_GIVEN PROBLEM:_ Quote the passage on spam and accountability on the internet word for word, everything from "THERE HAS GOT" down to "to delete it.".

_ARTICLE:_
________________________________________
It should be a requirement for an email message to get through even ONE server
beyond its point of origin, that the message have the real point of origin in it
and that the point of origin be listed in the text of the message as well as in
the header. Any message in which the originator is not named and traceable via
FINGER, with a validated account, can simply be dropped. It is easy enough to
reject unwanted mail, provided you have a list of acceptable sources.

THERE HAS GOT TO BE ACCOUNTABILITY on the internet. If your name, and home
address were in every message you send, you would probably not send unsolicited
email. If someone found you spoofing addresses in order to support spamming
with, 2^n messages, they should be awarded 2^n bucks, which you should pay, with
your 20 hour-per-day labor at $0.50/hour for however long it takes.
Additionally, you should be fined 2^n bucks per bit, for wasting the bandwidth.

If you don't want to surrender your anonymity, we'll simply all have to put up
with the SPAM. Now, I get a bit of SPAM from time to time, maybe as much as 20%
of my mail, but it's pretty easy to recognize and delete. What annoys me is
that it takes more bandwidth to reject the stuff than simply to delete it.
________________________________________
_DATASET RECORDS:_
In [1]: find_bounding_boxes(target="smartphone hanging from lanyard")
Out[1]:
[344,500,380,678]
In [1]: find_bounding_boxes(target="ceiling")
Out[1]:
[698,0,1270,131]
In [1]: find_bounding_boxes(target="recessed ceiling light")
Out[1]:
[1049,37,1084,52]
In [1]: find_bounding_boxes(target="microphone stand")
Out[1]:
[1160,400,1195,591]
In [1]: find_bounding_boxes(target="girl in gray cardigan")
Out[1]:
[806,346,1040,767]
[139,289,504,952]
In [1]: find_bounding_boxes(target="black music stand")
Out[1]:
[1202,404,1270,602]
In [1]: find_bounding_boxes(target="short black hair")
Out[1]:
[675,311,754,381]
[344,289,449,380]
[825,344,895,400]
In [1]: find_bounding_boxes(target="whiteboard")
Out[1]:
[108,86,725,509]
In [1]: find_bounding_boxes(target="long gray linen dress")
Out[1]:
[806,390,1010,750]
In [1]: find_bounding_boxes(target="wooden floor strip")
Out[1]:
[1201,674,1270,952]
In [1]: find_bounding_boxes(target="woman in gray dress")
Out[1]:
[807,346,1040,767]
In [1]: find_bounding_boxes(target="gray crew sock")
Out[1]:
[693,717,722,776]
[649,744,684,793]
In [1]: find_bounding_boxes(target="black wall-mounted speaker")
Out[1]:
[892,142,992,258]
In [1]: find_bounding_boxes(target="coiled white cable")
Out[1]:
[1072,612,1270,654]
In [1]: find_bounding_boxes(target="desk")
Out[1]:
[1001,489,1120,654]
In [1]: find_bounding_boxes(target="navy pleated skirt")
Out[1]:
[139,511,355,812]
________________________________________
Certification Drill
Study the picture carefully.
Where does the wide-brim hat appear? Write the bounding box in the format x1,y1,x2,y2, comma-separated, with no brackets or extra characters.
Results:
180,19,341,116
________________________________________
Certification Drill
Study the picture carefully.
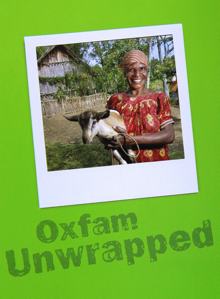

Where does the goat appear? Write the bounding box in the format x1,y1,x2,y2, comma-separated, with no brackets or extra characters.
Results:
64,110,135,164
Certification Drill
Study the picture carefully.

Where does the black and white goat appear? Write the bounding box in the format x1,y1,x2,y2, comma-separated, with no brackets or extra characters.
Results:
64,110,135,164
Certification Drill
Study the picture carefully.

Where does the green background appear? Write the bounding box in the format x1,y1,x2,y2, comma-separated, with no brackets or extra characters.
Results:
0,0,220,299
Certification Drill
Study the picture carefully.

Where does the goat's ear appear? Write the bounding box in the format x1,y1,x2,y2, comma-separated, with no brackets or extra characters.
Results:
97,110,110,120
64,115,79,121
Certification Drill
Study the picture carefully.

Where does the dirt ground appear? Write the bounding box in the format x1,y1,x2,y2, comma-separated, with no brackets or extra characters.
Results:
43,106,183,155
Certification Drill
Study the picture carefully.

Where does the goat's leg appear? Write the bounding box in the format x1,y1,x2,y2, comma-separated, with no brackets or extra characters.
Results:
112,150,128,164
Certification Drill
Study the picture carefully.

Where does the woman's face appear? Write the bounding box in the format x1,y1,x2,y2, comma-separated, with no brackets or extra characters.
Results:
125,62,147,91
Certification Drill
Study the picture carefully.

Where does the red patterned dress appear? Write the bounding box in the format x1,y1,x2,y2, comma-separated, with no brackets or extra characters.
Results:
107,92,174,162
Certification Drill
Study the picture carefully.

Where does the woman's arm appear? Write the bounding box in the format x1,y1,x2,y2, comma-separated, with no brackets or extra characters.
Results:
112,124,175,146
________________________________________
_PROBLEM SOLUTION:_
THERE HAS GOT TO BE ACCOUNTABILITY on the internet. If your name, and home
address were in every message you send, you would probably not send unsolicited
email. If someone found you spoofing addresses in order to support spamming
with, 2^n messages, they should be awarded 2^n bucks, which you should pay, with
your 20 hour-per-day labor at $0.50/hour for however long it takes.
Additionally, you should be fined 2^n bucks per bit, for wasting the bandwidth.

If you don't want to surrender your anonymity, we'll simply all have to put up
with the SPAM. Now, I get a bit of SPAM from time to time, maybe as much as 20%
of my mail, but it's pretty easy to recognize and delete. What annoys me is
that it takes more bandwidth to reject the stuff than simply to delete it.